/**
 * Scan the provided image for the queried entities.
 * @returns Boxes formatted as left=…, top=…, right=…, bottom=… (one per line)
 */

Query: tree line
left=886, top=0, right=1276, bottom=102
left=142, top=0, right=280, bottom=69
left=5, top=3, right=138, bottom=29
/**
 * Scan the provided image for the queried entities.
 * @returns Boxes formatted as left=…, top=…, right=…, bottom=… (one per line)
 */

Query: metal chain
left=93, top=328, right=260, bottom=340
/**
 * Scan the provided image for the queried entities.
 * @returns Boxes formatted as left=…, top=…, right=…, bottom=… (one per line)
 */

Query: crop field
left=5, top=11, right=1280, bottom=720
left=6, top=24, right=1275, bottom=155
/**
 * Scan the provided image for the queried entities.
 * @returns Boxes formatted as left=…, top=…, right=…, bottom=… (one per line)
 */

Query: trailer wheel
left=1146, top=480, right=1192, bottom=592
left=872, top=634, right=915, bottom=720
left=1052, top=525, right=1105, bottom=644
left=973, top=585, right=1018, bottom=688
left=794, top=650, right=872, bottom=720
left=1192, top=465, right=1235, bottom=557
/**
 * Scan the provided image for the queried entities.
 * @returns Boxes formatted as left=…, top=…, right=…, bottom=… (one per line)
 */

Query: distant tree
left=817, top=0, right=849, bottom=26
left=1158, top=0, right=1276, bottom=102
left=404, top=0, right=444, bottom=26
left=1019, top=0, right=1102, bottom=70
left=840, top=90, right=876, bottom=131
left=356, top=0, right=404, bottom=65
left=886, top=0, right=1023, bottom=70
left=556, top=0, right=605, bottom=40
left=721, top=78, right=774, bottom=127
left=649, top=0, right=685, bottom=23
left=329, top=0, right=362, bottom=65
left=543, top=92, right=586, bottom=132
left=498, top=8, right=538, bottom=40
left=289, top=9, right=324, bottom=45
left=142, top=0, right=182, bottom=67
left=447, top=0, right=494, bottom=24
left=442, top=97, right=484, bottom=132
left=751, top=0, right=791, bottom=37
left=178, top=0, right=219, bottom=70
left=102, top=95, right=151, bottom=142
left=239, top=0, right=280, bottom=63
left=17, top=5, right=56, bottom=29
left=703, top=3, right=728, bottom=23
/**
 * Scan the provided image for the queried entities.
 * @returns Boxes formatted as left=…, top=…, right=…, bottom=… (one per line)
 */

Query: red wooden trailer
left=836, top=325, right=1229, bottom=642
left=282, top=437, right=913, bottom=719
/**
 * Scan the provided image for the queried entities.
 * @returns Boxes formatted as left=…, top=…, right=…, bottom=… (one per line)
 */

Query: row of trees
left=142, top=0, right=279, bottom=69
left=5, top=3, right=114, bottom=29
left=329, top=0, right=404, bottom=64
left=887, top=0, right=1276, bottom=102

********************

WRITTEN REQUEST: Reproduce the stretch from the start of the items through the line that contains "left=142, top=0, right=280, bottom=69", request lines included, shifting every box coordinate in the answers up by 30.

OUTPUT OF THE EXERCISE:
/**
 * Scan the provided image for the queried entities.
 * @returns Boxes formatted as left=…, top=…, right=…, bottom=… (one per line)
 */

Query: tree line
left=916, top=30, right=1306, bottom=132
left=172, top=30, right=310, bottom=99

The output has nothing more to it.